(Recorded data begins)

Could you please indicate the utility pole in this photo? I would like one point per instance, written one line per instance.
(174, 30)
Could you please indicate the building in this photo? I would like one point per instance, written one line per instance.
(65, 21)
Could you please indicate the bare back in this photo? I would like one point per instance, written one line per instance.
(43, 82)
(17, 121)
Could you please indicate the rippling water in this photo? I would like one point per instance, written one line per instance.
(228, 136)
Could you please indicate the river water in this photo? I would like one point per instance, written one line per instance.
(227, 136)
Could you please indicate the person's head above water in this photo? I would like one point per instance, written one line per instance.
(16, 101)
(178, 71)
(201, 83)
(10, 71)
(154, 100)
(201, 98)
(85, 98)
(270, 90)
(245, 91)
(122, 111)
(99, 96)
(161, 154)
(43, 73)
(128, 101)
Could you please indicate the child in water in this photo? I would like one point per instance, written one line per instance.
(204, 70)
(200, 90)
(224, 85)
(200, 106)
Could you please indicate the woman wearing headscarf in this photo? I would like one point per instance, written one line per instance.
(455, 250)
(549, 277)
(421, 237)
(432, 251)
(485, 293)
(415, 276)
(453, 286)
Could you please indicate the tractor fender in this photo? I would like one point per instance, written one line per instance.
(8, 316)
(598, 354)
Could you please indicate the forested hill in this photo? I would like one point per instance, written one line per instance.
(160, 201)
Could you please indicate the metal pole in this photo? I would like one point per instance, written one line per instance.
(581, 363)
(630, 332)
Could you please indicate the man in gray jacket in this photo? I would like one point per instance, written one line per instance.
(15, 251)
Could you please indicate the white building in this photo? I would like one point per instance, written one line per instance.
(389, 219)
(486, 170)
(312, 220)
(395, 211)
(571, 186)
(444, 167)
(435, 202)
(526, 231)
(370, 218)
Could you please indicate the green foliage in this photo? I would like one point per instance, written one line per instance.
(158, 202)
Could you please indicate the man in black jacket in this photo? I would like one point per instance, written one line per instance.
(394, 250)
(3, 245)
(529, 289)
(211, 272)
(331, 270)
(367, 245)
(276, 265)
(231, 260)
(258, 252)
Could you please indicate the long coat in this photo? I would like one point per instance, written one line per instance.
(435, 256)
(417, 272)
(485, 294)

(Recorded data ends)

**Exercise details**
All of the entries above need to be printed again exactly.

**Solution to this exercise**
Could you please indicate the utility pole in this photo? I would like one point per instance, written one line per instance.
(174, 30)
Could you please indicate the building in this photo? I would like one point per instance, written one line per instance.
(65, 21)
Could you please indicate the bare back in this photo? I would like one point per instance, written one line per instance.
(43, 82)
(17, 121)
Could you please indicate the rippling water in this photo? I would like one point per instance, written one line per instance.
(228, 136)
Could you please indicate the river water in this photo? I would like one point per instance, written one line per instance.
(227, 136)
Could you please indicate the person's head above water in this photo? I would like one point per instance, written one line per instance.
(16, 101)
(178, 71)
(201, 83)
(10, 71)
(154, 100)
(201, 98)
(85, 98)
(270, 90)
(245, 91)
(122, 111)
(99, 96)
(161, 154)
(43, 73)
(128, 101)
Could you please indicate the child in water in this photo? I would like one point per instance, written one line per instance.
(204, 70)
(200, 90)
(224, 85)
(200, 106)
Could you please indicate the woman wearing headscarf in this photo? I would like one point per instance, written one line per instance.
(455, 250)
(549, 277)
(421, 237)
(432, 251)
(485, 293)
(415, 276)
(453, 286)
Could you please indicate the tractor fender in this photo? I would like one point per instance, written one line per instance.
(8, 316)
(598, 354)
Could you please indicate the forested hill in this photo? I would like one point per instance, written one line per instance.
(160, 201)
Could you please indicate the metal pole in this photo? I would like one point per instance, written one line per instance.
(581, 363)
(630, 332)
Could you please indicate the man in gray jacket in this photo? I would like one point per instance, written one line per instance.
(15, 251)
Could you please indicate the white building in this photo? I would like one point per instance, written one line per instance.
(389, 219)
(486, 170)
(312, 220)
(395, 211)
(571, 186)
(444, 167)
(435, 202)
(526, 231)
(370, 218)
Could you please indicate the green foliage in this photo? I would like one point per instance, written one line per instance.
(158, 202)
Could you please indicate the man in black jacket in this photo? I would like one point per instance, written one line per instance.
(394, 250)
(3, 245)
(529, 289)
(211, 272)
(331, 270)
(367, 245)
(276, 265)
(231, 260)
(258, 252)
Could you please indicate the long coat in this photo? I would like one point per instance, written one line per instance.
(435, 256)
(417, 272)
(485, 294)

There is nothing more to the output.